• [THE DATA]
________________________

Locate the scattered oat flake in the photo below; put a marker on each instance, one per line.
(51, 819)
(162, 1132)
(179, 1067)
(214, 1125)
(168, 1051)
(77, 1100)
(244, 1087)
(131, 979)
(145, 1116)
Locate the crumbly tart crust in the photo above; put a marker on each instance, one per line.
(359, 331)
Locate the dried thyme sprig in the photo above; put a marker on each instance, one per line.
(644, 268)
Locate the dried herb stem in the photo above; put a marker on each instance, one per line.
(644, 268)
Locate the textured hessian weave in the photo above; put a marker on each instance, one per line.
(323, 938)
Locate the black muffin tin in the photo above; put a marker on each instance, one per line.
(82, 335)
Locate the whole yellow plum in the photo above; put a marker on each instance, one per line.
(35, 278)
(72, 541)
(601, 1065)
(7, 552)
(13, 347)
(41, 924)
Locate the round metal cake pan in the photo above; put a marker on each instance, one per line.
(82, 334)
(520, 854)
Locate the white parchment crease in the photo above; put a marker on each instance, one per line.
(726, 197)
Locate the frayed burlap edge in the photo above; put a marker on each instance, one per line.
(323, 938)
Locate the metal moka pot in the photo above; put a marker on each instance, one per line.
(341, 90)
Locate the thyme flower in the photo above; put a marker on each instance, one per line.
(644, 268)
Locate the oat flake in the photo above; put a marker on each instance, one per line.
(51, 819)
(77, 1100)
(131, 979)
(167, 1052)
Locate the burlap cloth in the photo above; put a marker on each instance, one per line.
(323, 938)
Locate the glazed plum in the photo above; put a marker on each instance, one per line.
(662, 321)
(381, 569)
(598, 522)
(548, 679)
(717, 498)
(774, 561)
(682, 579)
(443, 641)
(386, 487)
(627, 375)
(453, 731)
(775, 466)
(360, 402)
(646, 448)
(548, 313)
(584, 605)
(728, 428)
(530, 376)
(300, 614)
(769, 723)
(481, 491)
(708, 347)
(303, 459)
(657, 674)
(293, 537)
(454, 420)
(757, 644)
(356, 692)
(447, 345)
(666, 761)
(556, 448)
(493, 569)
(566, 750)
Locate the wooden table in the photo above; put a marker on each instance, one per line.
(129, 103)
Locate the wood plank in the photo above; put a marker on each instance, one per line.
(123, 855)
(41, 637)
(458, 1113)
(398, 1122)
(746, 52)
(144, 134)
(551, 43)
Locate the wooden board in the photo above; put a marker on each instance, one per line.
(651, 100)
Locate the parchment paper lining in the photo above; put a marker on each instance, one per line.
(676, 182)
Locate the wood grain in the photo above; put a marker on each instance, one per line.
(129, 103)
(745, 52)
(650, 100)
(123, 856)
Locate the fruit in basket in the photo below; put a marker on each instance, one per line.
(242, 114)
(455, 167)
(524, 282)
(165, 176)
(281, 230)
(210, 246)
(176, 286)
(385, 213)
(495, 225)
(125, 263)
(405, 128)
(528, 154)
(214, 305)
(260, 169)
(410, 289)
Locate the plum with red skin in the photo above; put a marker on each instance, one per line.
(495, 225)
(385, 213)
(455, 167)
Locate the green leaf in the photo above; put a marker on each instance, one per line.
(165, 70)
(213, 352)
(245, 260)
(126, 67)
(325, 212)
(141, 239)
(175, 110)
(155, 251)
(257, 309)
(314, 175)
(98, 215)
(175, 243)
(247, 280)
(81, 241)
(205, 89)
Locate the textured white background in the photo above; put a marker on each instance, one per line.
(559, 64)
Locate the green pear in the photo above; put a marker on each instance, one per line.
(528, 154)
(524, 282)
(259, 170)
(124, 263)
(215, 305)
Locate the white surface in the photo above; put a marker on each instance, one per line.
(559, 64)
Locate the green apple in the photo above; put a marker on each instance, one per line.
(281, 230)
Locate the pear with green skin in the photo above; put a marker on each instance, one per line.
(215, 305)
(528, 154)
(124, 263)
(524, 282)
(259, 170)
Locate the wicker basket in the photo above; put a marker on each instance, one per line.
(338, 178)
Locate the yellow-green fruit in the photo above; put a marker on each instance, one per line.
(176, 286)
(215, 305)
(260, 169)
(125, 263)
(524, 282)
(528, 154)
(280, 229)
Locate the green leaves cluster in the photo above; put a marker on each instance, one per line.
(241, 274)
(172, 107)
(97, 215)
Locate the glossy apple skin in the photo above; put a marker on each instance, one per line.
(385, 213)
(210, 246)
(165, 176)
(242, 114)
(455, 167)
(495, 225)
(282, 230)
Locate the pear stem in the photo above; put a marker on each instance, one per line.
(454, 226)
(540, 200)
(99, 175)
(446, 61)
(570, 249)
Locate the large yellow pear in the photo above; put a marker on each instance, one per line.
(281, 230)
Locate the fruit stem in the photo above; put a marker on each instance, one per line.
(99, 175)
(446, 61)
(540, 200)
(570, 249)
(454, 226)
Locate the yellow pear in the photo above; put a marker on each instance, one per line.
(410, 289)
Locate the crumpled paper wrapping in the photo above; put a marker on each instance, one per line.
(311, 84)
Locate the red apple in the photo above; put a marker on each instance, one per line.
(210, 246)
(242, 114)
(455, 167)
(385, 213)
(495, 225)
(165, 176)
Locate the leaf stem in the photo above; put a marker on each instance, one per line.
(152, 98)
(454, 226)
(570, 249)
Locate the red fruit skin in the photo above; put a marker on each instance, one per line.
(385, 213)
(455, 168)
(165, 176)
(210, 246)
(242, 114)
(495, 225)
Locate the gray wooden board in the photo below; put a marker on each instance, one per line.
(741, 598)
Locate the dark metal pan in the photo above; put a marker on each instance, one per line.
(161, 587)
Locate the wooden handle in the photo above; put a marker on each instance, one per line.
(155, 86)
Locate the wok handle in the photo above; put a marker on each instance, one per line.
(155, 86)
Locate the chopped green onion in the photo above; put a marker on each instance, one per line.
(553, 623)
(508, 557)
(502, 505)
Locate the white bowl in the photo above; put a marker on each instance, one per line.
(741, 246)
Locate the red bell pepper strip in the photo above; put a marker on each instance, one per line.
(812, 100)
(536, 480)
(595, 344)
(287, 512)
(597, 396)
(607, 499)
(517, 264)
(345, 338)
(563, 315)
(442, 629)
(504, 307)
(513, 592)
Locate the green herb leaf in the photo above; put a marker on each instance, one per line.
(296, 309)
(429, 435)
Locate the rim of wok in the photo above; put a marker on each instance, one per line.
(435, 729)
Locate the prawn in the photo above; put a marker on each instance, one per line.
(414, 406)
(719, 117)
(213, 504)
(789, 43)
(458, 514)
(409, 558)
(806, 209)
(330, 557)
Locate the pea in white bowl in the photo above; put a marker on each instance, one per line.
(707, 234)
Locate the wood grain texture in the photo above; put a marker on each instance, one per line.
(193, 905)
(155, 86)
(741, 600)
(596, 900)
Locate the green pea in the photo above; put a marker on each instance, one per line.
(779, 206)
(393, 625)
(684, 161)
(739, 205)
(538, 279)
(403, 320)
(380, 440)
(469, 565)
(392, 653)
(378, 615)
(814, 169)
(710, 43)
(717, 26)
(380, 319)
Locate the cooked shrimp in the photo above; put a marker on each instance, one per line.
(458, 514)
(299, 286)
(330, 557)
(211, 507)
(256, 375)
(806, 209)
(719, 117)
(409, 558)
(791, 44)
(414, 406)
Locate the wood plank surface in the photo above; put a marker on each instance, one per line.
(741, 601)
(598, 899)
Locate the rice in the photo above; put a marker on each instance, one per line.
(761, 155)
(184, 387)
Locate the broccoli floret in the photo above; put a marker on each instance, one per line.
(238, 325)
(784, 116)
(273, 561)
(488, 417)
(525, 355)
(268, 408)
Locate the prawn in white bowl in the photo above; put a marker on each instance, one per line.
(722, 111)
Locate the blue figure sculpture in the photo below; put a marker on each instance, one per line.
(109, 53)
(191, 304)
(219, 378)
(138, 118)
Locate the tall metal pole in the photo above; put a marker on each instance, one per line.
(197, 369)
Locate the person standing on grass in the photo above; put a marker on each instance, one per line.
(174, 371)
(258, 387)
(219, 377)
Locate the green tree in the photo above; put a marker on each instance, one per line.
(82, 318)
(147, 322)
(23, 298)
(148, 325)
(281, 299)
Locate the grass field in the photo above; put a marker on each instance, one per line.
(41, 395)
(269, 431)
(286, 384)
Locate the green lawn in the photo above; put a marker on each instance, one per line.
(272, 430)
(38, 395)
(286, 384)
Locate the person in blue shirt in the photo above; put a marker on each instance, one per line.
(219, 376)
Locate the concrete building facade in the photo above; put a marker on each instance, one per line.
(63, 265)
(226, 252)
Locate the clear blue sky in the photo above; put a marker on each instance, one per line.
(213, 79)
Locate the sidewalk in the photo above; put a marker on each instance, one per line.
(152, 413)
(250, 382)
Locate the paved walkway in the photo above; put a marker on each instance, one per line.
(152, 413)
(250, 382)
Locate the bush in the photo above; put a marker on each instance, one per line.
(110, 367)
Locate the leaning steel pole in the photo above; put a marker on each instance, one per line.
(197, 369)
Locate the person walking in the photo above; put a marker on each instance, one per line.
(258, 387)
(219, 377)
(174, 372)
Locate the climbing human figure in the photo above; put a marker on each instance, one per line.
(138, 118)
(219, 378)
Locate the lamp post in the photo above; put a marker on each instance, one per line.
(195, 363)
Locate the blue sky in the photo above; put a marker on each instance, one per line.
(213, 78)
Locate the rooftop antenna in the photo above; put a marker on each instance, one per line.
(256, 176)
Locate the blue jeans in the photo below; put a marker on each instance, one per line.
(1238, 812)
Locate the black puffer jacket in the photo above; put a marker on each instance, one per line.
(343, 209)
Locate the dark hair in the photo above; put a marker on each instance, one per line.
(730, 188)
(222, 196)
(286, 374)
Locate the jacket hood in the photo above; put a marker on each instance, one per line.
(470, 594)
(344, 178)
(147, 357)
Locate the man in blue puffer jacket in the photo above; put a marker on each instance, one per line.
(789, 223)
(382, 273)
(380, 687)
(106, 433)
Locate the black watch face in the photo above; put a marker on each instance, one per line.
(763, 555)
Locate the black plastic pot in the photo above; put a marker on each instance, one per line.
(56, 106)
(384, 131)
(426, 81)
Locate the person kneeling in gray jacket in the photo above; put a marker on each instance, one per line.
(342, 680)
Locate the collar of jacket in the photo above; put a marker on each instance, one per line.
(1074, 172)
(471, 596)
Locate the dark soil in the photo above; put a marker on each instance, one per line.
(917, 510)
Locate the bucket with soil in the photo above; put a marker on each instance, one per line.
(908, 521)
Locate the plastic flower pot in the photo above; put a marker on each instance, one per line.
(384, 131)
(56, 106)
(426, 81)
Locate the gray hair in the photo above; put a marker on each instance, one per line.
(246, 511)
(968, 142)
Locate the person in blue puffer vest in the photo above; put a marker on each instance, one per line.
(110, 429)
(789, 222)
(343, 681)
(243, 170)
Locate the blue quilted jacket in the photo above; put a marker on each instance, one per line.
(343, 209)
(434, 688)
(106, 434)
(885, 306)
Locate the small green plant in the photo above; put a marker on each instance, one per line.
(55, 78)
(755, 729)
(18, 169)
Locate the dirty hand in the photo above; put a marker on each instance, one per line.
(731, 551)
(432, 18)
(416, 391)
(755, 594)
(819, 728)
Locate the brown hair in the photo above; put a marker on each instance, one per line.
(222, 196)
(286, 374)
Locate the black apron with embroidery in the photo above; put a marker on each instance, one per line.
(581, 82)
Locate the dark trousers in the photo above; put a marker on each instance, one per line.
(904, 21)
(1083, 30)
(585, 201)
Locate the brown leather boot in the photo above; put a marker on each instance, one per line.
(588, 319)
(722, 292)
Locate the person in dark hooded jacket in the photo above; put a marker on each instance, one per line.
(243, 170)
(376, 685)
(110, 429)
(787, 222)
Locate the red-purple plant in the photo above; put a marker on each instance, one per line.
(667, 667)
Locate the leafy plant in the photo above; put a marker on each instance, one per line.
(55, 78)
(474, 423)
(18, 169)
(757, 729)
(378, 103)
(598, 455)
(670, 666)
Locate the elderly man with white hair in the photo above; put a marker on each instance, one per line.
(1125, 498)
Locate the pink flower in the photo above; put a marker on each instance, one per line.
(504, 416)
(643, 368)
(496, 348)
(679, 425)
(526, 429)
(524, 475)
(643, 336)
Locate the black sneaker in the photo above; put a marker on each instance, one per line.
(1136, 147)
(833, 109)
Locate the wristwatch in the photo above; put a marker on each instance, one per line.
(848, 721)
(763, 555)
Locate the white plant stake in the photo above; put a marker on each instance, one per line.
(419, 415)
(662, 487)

________________________

• [YOUR INSTRUCTIONS]
Which lines run from the one containing "Locate the elderly" to the final line of the entries? Return those lines exactly, and only those.

• [ANSWER BOX]
Locate the elderly man with white hair in the photo above; put a marker on each instance, one per line.
(1125, 498)
Locate the pink flower in the photo above; put a marker on each instance, one per line.
(504, 416)
(643, 368)
(496, 348)
(679, 425)
(526, 429)
(524, 475)
(643, 336)
Locate the black sneaker in the photo above; put a marker on each instance, one per line.
(1136, 147)
(833, 109)
Locate the wristwatch in the photo above; put a marker on each instance, one per line.
(848, 721)
(763, 555)
Locate the white plant stake in the photo above; put a marker on each instance, one per line.
(419, 415)
(662, 487)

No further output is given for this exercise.